#### TASK DESCRIPTION:
Present every line of the material below as a numbered list, leaving out any blank lines.

#### MATERIAL:
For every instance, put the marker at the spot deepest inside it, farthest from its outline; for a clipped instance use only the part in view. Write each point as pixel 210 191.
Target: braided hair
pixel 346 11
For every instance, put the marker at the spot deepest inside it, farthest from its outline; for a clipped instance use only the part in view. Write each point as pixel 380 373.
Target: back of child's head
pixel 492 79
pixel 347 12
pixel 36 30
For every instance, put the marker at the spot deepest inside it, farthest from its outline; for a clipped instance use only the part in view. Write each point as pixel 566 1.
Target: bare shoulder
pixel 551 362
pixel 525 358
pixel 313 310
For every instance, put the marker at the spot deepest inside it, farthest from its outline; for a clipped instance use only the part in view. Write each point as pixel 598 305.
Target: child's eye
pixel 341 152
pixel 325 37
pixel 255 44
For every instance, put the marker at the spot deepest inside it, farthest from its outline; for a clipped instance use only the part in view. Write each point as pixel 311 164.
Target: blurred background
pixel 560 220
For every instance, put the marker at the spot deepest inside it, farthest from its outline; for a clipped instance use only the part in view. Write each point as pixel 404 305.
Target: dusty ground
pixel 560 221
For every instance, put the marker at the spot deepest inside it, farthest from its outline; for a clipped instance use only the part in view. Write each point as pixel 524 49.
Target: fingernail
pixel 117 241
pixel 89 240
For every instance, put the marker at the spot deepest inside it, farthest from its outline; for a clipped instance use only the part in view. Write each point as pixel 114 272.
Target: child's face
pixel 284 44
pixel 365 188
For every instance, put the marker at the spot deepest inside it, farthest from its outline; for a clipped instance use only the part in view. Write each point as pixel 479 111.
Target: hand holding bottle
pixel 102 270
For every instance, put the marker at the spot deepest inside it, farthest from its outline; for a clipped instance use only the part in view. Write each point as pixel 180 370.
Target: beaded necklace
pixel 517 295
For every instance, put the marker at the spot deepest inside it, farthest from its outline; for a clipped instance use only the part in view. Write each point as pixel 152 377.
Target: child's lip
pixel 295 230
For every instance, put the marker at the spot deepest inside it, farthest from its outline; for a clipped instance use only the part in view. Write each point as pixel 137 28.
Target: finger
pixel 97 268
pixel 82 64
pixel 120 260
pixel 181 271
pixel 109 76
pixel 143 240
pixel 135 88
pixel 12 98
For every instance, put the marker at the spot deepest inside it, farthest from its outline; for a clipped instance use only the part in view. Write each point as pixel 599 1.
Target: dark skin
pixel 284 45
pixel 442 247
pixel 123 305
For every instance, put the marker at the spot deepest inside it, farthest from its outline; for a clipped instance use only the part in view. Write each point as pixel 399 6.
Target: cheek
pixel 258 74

#### EXERCISE RESPONSE:
1. For every instance, put the marker at the spot deepest inside it, farthest from its outline; for a clipped instance use only the part in view. Write each point as pixel 210 191.
2. Target: braided hair
3. pixel 346 11
4. For every instance, put the marker at the spot deepest inside it, farthest from its outline; for a clipped instance use only the part in view. Write each point as pixel 380 373.
5. Target: back of child's head
6. pixel 492 79
7. pixel 347 12
8. pixel 36 30
9. For every instance, put the marker at the spot deepest inside it, farthest from its outline; for a clipped instance use only the part in view. Write each point as pixel 566 1.
10. Target: bare shoulder
11. pixel 551 362
12. pixel 525 358
13. pixel 313 310
14. For every instance, put the marker at the spot deepest inside it, farthest from its outline; for a clipped instance use only the part in view. Write each point as pixel 598 305.
15. Target: child's eye
16. pixel 341 152
17. pixel 325 37
18. pixel 255 44
19. For every instance, put the marker at the spot deepest inside it, farthest from its outline; for a clipped instance use only the part in view. Write each point as pixel 311 164.
20. Target: blurred background
21. pixel 560 220
22. For every instance, put the marker at the spot deepest inside it, farthest from its outline; for a clipped instance use only the part in view. Write each point as pixel 404 305.
23. Target: dusty ground
24. pixel 560 221
25. For every instance, put the marker at the spot deepest inside it, farthest from its outline; for a clipped instance use only the part in view. Write each point as pixel 524 49.
26. Target: fingernail
27. pixel 117 241
28. pixel 89 240
29. For every instance, put the marker at the spot deepest inside it, farthest from its outline; for a clipped instance use only the part in view. Write each point as pixel 114 272.
30. Target: child's face
31. pixel 284 44
32. pixel 365 188
33. For every instance, put the marker at the spot deepest inside it, farthest from its outline; for a clipped instance use only the part in view. Write each point as pixel 479 111.
34. Target: hand holding bottle
35. pixel 102 270
36. For every instance, put the marker at the spot deepest inside it, farthest from its outline; for a clipped instance use only the part in view. Write each point as pixel 180 370.
37. Target: beaded necklace
38. pixel 517 295
39. For every instance, put the marker at the spot deepest inside it, farthest from its outline; for a clipped instance use only the part in view. Write each point as pixel 152 377.
40. Target: child's lip
41. pixel 295 230
42. For every instance, put the marker at the spot deepest inside it, farthest from its outline; for a clipped instance use only the part in view. Write each point as pixel 137 28.
43. Target: finger
44. pixel 97 268
45. pixel 82 64
46. pixel 120 260
47. pixel 181 271
48. pixel 109 76
49. pixel 143 240
50. pixel 135 88
51. pixel 12 98
52. For every instance, put the marker at the spot deepest inside it, farthest from its outline; for a clipped instance use only the part in view. Write each point as pixel 599 1.
53. Target: dark skin
54. pixel 284 45
55. pixel 442 247
56. pixel 123 305
57. For every instance, put the marker at the spot deepest inside it, farthest from its outline; for a clipped instance use only the part in view. Write each point as pixel 399 6.
58. Target: cheek
59. pixel 258 74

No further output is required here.